[YOUR OBJECTIVE] The response must consist of all the records, retyped exactly.

»»

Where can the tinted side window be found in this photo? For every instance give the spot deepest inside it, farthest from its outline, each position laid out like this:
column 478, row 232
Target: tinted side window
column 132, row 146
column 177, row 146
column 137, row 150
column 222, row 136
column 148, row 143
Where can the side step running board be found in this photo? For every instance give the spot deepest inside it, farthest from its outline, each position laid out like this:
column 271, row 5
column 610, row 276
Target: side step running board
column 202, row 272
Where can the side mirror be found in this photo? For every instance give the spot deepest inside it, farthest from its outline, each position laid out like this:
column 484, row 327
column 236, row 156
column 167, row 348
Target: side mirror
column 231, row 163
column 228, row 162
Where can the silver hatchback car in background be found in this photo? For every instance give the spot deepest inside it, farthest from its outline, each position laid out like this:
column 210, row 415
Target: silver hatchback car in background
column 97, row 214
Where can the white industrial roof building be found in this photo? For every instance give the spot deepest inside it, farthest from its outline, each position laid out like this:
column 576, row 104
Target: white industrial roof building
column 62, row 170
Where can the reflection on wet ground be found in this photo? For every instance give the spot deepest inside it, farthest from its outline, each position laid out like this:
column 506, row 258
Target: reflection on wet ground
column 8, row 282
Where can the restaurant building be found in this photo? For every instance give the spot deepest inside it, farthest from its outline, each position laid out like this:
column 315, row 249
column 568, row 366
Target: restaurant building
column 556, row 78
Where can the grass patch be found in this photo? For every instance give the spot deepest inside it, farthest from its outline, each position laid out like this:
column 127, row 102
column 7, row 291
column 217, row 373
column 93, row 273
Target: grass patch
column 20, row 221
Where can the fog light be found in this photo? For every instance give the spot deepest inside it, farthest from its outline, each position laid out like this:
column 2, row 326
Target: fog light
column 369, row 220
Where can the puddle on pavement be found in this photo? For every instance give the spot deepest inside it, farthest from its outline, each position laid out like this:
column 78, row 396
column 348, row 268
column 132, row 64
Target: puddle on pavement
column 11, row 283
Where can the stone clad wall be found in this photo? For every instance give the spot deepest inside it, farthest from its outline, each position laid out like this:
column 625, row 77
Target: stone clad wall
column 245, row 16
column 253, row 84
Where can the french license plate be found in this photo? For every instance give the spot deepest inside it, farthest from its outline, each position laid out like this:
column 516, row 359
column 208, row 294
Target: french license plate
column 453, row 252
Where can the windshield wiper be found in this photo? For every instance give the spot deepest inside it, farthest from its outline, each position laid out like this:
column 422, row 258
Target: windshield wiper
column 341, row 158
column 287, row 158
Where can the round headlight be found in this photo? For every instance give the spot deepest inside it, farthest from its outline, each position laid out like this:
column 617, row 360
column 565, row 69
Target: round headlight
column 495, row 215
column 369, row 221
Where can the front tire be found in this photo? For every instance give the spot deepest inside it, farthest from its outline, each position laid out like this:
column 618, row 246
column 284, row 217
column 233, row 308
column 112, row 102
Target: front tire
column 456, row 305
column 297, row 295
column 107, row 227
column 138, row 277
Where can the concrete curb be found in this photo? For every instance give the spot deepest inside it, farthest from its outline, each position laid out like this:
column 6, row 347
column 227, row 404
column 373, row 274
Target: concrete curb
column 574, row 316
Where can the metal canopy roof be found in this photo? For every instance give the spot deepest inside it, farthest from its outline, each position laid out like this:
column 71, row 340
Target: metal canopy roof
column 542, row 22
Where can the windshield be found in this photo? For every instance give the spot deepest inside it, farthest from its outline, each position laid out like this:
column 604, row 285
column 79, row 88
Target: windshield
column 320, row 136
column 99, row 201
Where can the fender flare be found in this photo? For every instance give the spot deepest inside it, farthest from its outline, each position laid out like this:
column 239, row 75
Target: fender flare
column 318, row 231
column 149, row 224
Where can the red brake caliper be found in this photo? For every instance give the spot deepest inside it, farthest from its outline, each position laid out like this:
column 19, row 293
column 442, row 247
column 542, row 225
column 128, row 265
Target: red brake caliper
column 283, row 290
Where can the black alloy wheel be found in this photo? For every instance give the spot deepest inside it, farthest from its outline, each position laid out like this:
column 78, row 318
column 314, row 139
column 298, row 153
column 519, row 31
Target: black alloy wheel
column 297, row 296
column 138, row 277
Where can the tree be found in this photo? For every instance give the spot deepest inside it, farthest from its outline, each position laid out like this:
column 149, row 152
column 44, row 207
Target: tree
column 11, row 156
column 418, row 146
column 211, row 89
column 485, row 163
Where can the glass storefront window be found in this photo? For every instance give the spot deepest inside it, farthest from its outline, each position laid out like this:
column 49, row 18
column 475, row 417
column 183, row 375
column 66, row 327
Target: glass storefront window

««

[ANSWER SECTION]
Where can the tinted side window be found in this photo? For every instance give the spot deepest inside it, farthest from its outline, each position laid out like this:
column 478, row 232
Target: tinted side window
column 132, row 146
column 177, row 146
column 137, row 150
column 222, row 136
column 148, row 143
Where can the side step running board be found in this photo? For every instance give the spot deepest inside it, farthest from its outline, each position laid out like this:
column 271, row 5
column 610, row 276
Target: side step running board
column 202, row 272
Where can the side mirror be found in this photo? For every instance give the spot deepest inside it, farthest from its outline, each position laid out like this:
column 484, row 327
column 236, row 156
column 167, row 348
Target: side mirror
column 231, row 163
column 228, row 162
Where can the silver hatchback car in background be found in this photo? For every instance give the spot deepest inside it, farthest from its outline, each position laid out like this:
column 210, row 415
Target: silver hatchback car in background
column 97, row 214
Where can the white industrial roof building be found in this photo? For every instance give the spot deepest inside it, farthest from its outline, each position laid out like this:
column 576, row 104
Target: white industrial roof building
column 62, row 170
Where can the reflection on wet ground be found in this photo? For every instance give the spot deepest inside it, farthest from its outline, each position laid out like this:
column 506, row 258
Target: reflection on wet ground
column 8, row 282
Where can the restaurant building be found in this photo? For every instance give the spot deepest inside it, farthest from its outline, each position laid out like this:
column 315, row 249
column 568, row 366
Target: restaurant building
column 556, row 78
Where can the grass patch be found in this photo? For every instance give the spot deepest inside it, farthest from its outline, each position laid out like this:
column 127, row 102
column 7, row 291
column 217, row 373
column 93, row 273
Target: grass patch
column 20, row 221
Where can the fog light be found in this photo? For every instance give the spot deepest inside it, farthest from its outline, each position laid out like this:
column 2, row 326
Target: fog light
column 369, row 220
Where can the puddle on pavement be found in this photo? For every instance give the spot deepest inside it, farthest from its outline, each position laid out like this:
column 78, row 396
column 348, row 268
column 132, row 64
Target: puddle on pavement
column 11, row 283
Where can the stone clad wall be found in this photo? For every instance give the spot deepest inside it, farthest from its outline, each position laid out like this:
column 625, row 77
Target: stone clad wall
column 245, row 16
column 253, row 84
Where can the french license plate be found in this photo? For every instance give the spot deepest inside it, farthest from its outline, each position laid out like this:
column 516, row 359
column 208, row 294
Target: french license plate
column 453, row 252
Where can the windshield wiper be found in this photo? For every instance give the spot deepest inside it, farthest from its outline, each position laid out like this:
column 422, row 258
Target: windshield wiper
column 341, row 158
column 287, row 158
Where can the round headlight be found in this photo? For every instance give the spot deepest inside it, farthest from its outline, each position laid out like this:
column 617, row 360
column 565, row 69
Target: round headlight
column 495, row 215
column 369, row 221
Where can the front tire be found in this photo? For every instance give the spot deepest inside it, farthest from its outline, each position laid out like this:
column 618, row 246
column 284, row 217
column 233, row 308
column 112, row 102
Target: front tire
column 456, row 305
column 297, row 295
column 107, row 227
column 138, row 277
Where can the concrete curb be found in this photo? For every instance give the spot deepest inside it, farthest from its outline, each position laid out like this:
column 6, row 347
column 227, row 404
column 373, row 274
Target: concrete curb
column 574, row 316
Where can the metal canopy roof be found in this photo? For every instance give the spot deepest inside it, farthest from its outline, each position laid out like this:
column 71, row 340
Target: metal canopy roof
column 542, row 22
Where can the windshield be found in this photo? For every instance give the spot deepest inside it, farthest from its outline, each position laid out like this:
column 604, row 285
column 79, row 88
Target: windshield
column 320, row 136
column 99, row 201
Where can the fender flare be found in this photo? For every instance give the spot deepest inside it, farthest from its outline, each position laid out like this:
column 239, row 75
Target: fender flare
column 318, row 231
column 149, row 224
Where can the red brake caliper be found in this photo? For every instance give the spot deepest inside it, farthest from its outline, each position laid out like this:
column 19, row 293
column 442, row 247
column 542, row 225
column 128, row 265
Target: red brake caliper
column 283, row 290
Where can the black alloy wheel be found in this photo? For every instance give the spot deepest inside it, farthest from its outline, each position laid out like this:
column 78, row 318
column 314, row 139
column 298, row 153
column 519, row 31
Target: black alloy wheel
column 297, row 296
column 138, row 277
Where can the tree be found in this photo? For every instance give the spot deepest inside it, farthest from its outline, each position laid out like this:
column 149, row 152
column 44, row 207
Target: tree
column 11, row 156
column 418, row 146
column 211, row 89
column 485, row 163
Where can the glass storefront window be found in this photo? For every instance give the spot deepest inside it, farthest from its outline, each position laid out like this:
column 49, row 18
column 475, row 417
column 183, row 375
column 66, row 327
Target: glass storefront window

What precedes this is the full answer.